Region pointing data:
+ + + +

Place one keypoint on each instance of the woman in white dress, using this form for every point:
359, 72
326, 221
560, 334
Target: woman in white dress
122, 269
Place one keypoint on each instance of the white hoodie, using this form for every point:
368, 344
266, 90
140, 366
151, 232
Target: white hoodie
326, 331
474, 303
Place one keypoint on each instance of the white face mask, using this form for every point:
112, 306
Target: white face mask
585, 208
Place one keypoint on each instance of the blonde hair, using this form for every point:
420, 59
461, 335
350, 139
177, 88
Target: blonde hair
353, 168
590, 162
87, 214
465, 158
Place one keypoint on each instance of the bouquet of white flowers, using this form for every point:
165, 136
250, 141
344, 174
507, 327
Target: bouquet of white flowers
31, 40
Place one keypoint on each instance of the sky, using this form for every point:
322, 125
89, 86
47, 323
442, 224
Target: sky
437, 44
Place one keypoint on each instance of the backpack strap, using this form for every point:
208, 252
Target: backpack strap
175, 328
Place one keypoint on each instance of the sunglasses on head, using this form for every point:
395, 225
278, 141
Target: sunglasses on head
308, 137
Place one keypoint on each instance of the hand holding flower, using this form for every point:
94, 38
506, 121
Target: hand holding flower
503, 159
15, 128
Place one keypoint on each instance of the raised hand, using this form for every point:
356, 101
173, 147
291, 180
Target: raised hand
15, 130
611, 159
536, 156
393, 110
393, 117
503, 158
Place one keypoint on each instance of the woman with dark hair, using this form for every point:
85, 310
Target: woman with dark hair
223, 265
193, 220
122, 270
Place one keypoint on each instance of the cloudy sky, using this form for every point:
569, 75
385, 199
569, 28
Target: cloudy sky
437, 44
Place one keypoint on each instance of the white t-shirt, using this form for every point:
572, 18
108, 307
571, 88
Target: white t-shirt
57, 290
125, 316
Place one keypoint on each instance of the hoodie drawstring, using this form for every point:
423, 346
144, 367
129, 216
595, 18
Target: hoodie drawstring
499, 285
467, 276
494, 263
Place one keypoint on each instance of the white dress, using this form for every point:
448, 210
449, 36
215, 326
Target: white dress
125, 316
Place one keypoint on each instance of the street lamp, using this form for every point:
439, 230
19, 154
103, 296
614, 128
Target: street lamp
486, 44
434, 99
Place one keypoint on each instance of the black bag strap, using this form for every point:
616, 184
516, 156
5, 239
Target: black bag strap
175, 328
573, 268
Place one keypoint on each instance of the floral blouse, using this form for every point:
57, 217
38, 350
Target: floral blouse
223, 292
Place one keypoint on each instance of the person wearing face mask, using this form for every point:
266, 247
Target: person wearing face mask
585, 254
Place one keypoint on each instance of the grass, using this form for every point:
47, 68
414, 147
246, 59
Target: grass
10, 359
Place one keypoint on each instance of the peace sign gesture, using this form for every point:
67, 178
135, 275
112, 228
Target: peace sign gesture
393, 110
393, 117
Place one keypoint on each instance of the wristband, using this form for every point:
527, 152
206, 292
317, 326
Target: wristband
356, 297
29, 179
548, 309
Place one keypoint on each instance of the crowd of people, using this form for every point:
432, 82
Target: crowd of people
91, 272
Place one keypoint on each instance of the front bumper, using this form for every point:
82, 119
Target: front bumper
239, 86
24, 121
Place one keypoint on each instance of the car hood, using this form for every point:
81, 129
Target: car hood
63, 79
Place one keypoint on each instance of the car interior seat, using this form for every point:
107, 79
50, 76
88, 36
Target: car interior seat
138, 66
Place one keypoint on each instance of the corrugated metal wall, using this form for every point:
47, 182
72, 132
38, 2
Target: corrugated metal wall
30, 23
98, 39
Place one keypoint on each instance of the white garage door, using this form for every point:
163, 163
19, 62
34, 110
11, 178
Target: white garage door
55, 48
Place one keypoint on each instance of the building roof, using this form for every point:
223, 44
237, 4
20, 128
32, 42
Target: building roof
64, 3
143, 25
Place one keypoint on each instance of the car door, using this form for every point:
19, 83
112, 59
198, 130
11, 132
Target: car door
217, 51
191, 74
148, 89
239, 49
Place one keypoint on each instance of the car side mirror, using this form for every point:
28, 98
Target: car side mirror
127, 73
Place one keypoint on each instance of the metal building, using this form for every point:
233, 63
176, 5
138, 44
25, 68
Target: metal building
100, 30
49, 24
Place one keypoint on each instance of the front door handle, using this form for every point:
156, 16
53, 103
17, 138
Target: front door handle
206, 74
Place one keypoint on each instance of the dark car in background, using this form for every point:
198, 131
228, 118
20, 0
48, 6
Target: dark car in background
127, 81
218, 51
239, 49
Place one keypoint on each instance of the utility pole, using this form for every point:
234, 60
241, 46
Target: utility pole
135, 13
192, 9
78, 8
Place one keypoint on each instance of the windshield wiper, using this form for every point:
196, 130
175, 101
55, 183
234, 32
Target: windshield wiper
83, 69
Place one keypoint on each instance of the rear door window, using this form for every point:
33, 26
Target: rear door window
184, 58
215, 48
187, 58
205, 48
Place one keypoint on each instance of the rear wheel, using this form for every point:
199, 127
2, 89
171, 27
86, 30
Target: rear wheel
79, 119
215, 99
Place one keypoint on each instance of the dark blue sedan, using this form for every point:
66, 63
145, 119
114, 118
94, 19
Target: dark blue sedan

+ + + +

What to produce: Answer with a single number: the count of lines in the records that contain "blue".

Output for this task: 2